# [Trecho selecionado]
-.-.-
A essa altura, Dominique já era parte da família e sempre que viajávamos para visitar nossa cidade ela nos acompanhava, afinal, não podíamos abandoná-la sozinha.

Algum tempo depois, minha mãe arrumou outra cadela, chamada também de Jenyfer (II). Bastante semelhante à primeira Jenyfer, embora com pelos marrons, a nova Jenyfer logo tornou-se o novo xodó, sempre procurando afago e atenção. Foi mais ou menos nesse período que eu notei a diferença de Dominique para os outros cães. Ela jamais lambia alguém. Mesmo que você lhe desse comida na boca, Dominique jamais lambia uma pessoa. Era como se tivesse nojo de nossa pele ou fosse “elegante” demais para se entregar a tais atitudes. E seu orgulho ficava ainda mais evidente quando ficava a pedir por comida. Enquanto qualquer cachorro sempre fica com olhar de “pidão”, atento o tempo todo no objeto de seu desejo, Dominique parecia ignorar a comida totalmente, olhava para os lados, fingia que não estava nem aí, tipo: “eu nem queria mesmo”. Eu achava hilário.

Nos últimos tempos, no entanto, Dominique estava debilitada. Sua audição era mínima (e confesso que eu lhe pregava vários sustos por conta disso) e, embora ainda comesse feito desesperada, estava um pouco abaixo do peso, já que seus dentes já não eram tão fortes para triturar a ração. Mas ainda era a mesma, brincava quando lhe convinha, dormia quando queria e mantinha sua postura orgulhosa.

Houve uma vez em que ela saiu pela rua e desapareceu misteriosamente. Sumiu como se a terra a houvesse tragado. Fizemos cartazes, colamos em alguns lugares no bairro e nada. Sete dias depois, nossa atenção foi chamada por um latido familiar, vindo do portão. Era Dominique! Suja e mais magra, latindo feliz chamando-nos! Nunca saberemos onde esteve ou se alguém a levou. Tudo que posso imaginar é que, de alguma forma, ela conseguiu fugir e encontrar o caminho de volta para casa. Foi uma das coisas mais impressionantes que a vi fazer.

A última vez que nós vimos foi numa manhã de quarta-feira, em 2008. Por volta das 6h da manhã, eu a ouvi latindo, próxima a minha janela. Levantei rápido, assustado, achei que tivesse se ferido. Antes disso, no entanto, eu havia acordado de madrugada com um pesadelo que me tirara o sono e não me deixara dormir por mais de uma hora. Não me lembro do seu conteúdo, mas sei que me deixou assustado. Como se a morte estivesse a rondar as fronteiras da minha casa. Voltando à Dominique, quando cheguei ao quintal junto com minha mãe, ela estava deitada, suja de sangue na boca. Parecia não enxergar, embora os olhos estivessem abertos e ela se esforçasse para levantar. Fiquei um pouco com ela, tentando acalmá-la. Depois voltei para a cama por alguns minutos. E sabia que, quando me levantasse novamente, ela estaria morta. Era o fim, depois de 14 anos de companhia, da saga de Dominique em minha vida. Uma saga completa de uma cadela forte e incomparável, pelo menos para mim.
-.-.-
# [Lista de atividades]
a. Transcreva, do relato sobre a cadela Dominique, a parte entre "Algum tempo depois, minha" e "Eu achava hilário.", inclusive.
b. Dê continuidade ao relato sobre a cadela Dominique a partir da última frase apresentada.
-.-.-
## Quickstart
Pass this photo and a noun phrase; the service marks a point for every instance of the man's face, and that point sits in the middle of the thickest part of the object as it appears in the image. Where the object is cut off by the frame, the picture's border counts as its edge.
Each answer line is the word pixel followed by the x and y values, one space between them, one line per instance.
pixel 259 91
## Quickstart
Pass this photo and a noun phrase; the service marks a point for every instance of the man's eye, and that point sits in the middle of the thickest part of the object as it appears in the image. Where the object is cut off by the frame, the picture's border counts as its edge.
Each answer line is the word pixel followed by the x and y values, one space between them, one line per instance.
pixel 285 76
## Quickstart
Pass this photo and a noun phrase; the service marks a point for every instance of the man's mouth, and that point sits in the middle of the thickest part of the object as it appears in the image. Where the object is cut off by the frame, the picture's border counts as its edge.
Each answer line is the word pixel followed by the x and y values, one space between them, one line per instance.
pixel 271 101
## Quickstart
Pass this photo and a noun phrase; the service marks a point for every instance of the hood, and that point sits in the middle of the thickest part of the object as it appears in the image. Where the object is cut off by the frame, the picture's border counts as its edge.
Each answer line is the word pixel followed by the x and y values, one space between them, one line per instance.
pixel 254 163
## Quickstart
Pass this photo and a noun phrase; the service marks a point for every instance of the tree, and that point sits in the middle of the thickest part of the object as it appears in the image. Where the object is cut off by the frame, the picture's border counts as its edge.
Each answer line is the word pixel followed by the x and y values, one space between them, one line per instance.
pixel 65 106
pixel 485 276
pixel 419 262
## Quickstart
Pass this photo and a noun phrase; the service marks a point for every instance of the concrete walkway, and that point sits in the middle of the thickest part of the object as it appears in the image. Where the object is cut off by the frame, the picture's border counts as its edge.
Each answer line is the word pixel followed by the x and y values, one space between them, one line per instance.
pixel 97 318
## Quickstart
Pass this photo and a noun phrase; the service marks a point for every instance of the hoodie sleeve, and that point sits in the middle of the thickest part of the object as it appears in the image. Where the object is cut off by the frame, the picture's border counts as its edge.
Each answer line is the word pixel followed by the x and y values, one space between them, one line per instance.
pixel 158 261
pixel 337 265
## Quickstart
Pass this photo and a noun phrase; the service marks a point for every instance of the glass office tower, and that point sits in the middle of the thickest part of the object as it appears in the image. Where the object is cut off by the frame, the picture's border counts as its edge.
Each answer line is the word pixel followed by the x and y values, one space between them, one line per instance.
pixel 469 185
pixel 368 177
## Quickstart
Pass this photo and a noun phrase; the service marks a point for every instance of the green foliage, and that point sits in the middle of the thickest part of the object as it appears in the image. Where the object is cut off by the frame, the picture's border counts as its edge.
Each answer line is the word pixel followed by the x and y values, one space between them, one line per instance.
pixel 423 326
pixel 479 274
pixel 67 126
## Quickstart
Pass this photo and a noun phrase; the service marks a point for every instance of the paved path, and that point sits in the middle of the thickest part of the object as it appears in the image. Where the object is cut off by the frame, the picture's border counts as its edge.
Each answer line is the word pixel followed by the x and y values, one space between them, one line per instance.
-.-.-
# [Resultados por tarefa]
a.
Algum tempo depois, minha mãe arrumou outra cadela, chamada também de Jenyfer (II). Bastante semelhante à primeira Jenyfer, embora com pelos marrons, a nova Jenyfer logo tornou-se o novo xodó, sempre procurando afago e atenção. Foi mais ou menos nesse período que eu notei a diferença de Dominique para os outros cães. Ela jamais lambia alguém. Mesmo que você lhe desse comida na boca, Dominique jamais lambia uma pessoa. Era como se tivesse nojo de nossa pele ou fosse “elegante” demais para se entregar a tais atitudes. E seu orgulho ficava ainda mais evidente quando ficava a pedir por comida. Enquanto qualquer cachorro sempre fica com olhar de “pidão”, atento o tempo todo no objeto de seu desejo, Dominique parecia ignorar a comida totalmente, olhava para os lados, fingia que não estava nem aí, tipo: “eu nem queria mesmo”. Eu achava hilário.

b.
Talvez seja por isso, pela sua “imitação de cobrinha”, se arrastando de costas pelo chão para brincar, por seu “nojo de pessoas” ou seu orgulho, por sua inteligência de dormir no chão nas noites em que eu permitia que ficasse em meu quarto, por conta de um temporal e, quando acordava, estava ela lá, estrategicamente colocada sobre a cama, subindo apenas depois que eu adormecesse; por seu abanar de rabo honesto, por sua atenção quase que hipnótica quando o assunto era comida ou por seus instintos de caçadora que levaram vários pássaros a morrer em suas patas e dentes, talvez por tudo isso, eu saiba que nunca haverá um cachorro ou qualquer outro animal de estimação capaz de ocupar o vazio deixado por Dominique em nossas vidas e em nossos corações. Principalmente no meu.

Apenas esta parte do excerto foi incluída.